Data entries:
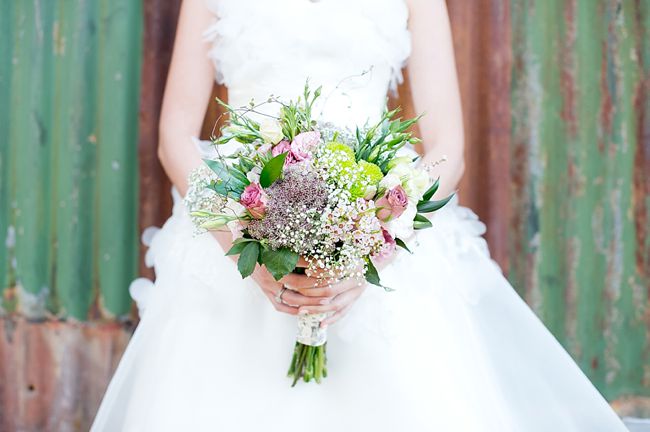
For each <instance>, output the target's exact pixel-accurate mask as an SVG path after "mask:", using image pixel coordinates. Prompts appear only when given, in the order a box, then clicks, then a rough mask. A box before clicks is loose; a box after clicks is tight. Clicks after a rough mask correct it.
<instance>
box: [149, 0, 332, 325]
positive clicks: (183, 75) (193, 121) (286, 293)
mask: <svg viewBox="0 0 650 432" xmlns="http://www.w3.org/2000/svg"><path fill="white" fill-rule="evenodd" d="M212 17H213V15H212V13H211V12H210V11H209V10H208V9H207V7H206V6H205V0H184V1H183V3H182V5H181V11H180V16H179V19H178V27H177V30H176V40H175V41H174V52H173V54H172V61H171V65H170V67H169V75H168V76H167V85H166V87H165V95H164V97H163V105H162V112H161V115H160V127H159V132H160V142H159V144H158V157H159V159H160V162H161V163H162V166H163V168H164V169H165V172H166V173H167V175H168V176H169V178H170V179H171V181H172V183H173V184H174V186H176V188H177V189H178V191H179V192H180V193H181V194H182V195H185V193H186V192H187V186H188V185H187V176H188V175H189V173H190V171H192V170H193V169H194V168H196V167H198V166H200V164H202V163H203V162H202V160H201V157H200V155H199V152H198V149H197V148H196V147H195V145H194V143H193V142H192V140H191V138H190V137H192V136H198V135H199V133H200V131H201V126H202V123H203V118H204V117H205V111H206V108H207V106H208V103H209V100H210V95H211V91H212V85H213V80H214V68H213V66H212V63H211V62H210V60H209V58H208V49H209V46H208V44H207V43H206V42H204V41H203V38H202V32H203V29H205V28H207V27H208V25H210V23H211V21H212V19H213V18H212ZM213 235H214V237H215V238H216V239H217V241H218V242H219V243H220V245H221V247H222V248H223V249H224V250H228V249H230V247H231V245H232V235H231V234H230V232H214V233H213ZM234 259H236V258H234ZM252 277H253V279H254V280H255V281H256V282H257V284H258V285H259V286H260V288H262V291H263V292H264V294H265V295H266V296H267V297H268V298H269V300H270V301H271V303H272V304H273V306H274V307H275V308H276V309H277V310H279V311H281V312H286V313H290V314H296V313H298V307H294V306H288V305H286V304H284V303H278V302H276V301H275V299H274V297H275V294H276V293H277V292H278V291H279V290H280V289H281V288H282V283H285V284H287V285H289V286H291V288H293V289H298V288H304V287H312V286H314V285H316V284H317V283H318V281H315V280H314V279H312V278H309V277H307V276H303V275H289V276H287V277H286V278H285V279H283V280H282V281H281V282H276V281H275V280H274V279H273V277H272V276H271V275H270V273H269V272H268V271H267V270H266V268H264V267H261V266H257V268H256V270H255V272H254V273H253V275H252ZM283 300H284V301H286V302H287V303H289V304H291V305H295V306H304V305H315V304H320V302H321V301H324V300H327V298H326V297H305V296H303V295H301V294H299V293H297V292H293V291H292V292H287V293H286V294H285V295H284V296H283Z"/></svg>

WHAT NEEDS TO BE DONE:
Reproduce every line of the records above, but substitute "foreground clicks" for "positive clicks" and keep everything else the same. Omit the pictures.

SOLUTION BELOW:
For each <instance>, output the target's exact pixel-accurate mask as an SVG path after "mask:", using image pixel coordinates. Prompts appear only when given, in the order a box, then clicks, then a rough mask. A box before clicks is loose; a box after clicks is tight. Clicks after a rough mask correct it.
<instance>
box: [149, 0, 332, 325]
foreground clicks: (183, 75) (193, 121) (286, 293)
mask: <svg viewBox="0 0 650 432" xmlns="http://www.w3.org/2000/svg"><path fill="white" fill-rule="evenodd" d="M212 17H213V15H212V13H211V12H210V11H209V10H208V9H207V7H206V6H205V0H184V1H183V3H182V5H181V11H180V16H179V19H178V27H177V30H176V40H175V41H174V52H173V54H172V61H171V65H170V67H169V75H168V76H167V85H166V87H165V95H164V97H163V105H162V112H161V115H160V127H159V132H160V142H159V144H158V157H159V159H160V162H161V163H162V166H163V168H164V169H165V172H166V173H167V175H168V176H169V178H170V179H171V181H172V183H173V184H174V186H176V188H177V189H178V191H179V192H180V193H181V194H182V195H185V193H186V192H187V186H188V185H187V176H188V175H189V173H190V171H192V170H193V169H194V168H196V167H198V166H200V164H202V163H203V162H202V160H201V157H200V155H199V152H198V149H197V148H196V147H195V145H194V143H193V142H192V140H191V138H190V137H192V136H198V135H199V133H200V131H201V126H202V123H203V118H204V117H205V111H206V108H207V106H208V103H209V100H210V95H211V91H212V85H213V80H214V68H213V66H212V63H211V62H210V60H209V58H208V49H209V46H208V44H207V43H206V42H204V41H203V38H202V32H203V29H205V28H207V27H208V25H210V23H211V21H212V19H213V18H212ZM213 235H214V237H215V238H216V239H217V241H218V242H219V243H220V245H221V247H222V248H223V249H224V250H228V249H230V247H231V245H232V235H231V234H230V232H214V233H213ZM234 259H236V258H234ZM252 277H253V279H254V280H255V281H256V282H257V284H258V285H259V286H260V288H262V291H263V292H264V294H265V295H266V296H267V297H268V298H269V300H270V301H271V303H272V304H273V306H274V307H275V308H276V309H277V310H279V311H281V312H286V313H290V314H296V313H298V307H294V306H288V305H286V304H284V303H278V302H276V301H275V299H274V297H275V294H276V293H277V292H278V291H279V290H280V289H281V288H282V283H285V284H287V285H289V286H291V288H293V289H298V288H304V287H312V286H314V285H316V284H317V283H318V281H315V280H314V279H312V278H309V277H307V276H303V275H289V276H287V277H286V278H285V279H283V280H282V281H281V282H276V281H275V280H274V279H273V277H272V276H271V275H270V273H269V272H268V271H267V270H266V268H264V267H261V266H257V268H256V270H255V272H254V273H253V275H252ZM283 300H284V301H286V302H287V303H289V304H291V305H295V306H304V305H315V304H320V302H321V301H324V300H327V298H326V297H305V296H303V295H301V294H299V293H297V292H293V291H292V292H287V293H286V294H285V295H284V296H283Z"/></svg>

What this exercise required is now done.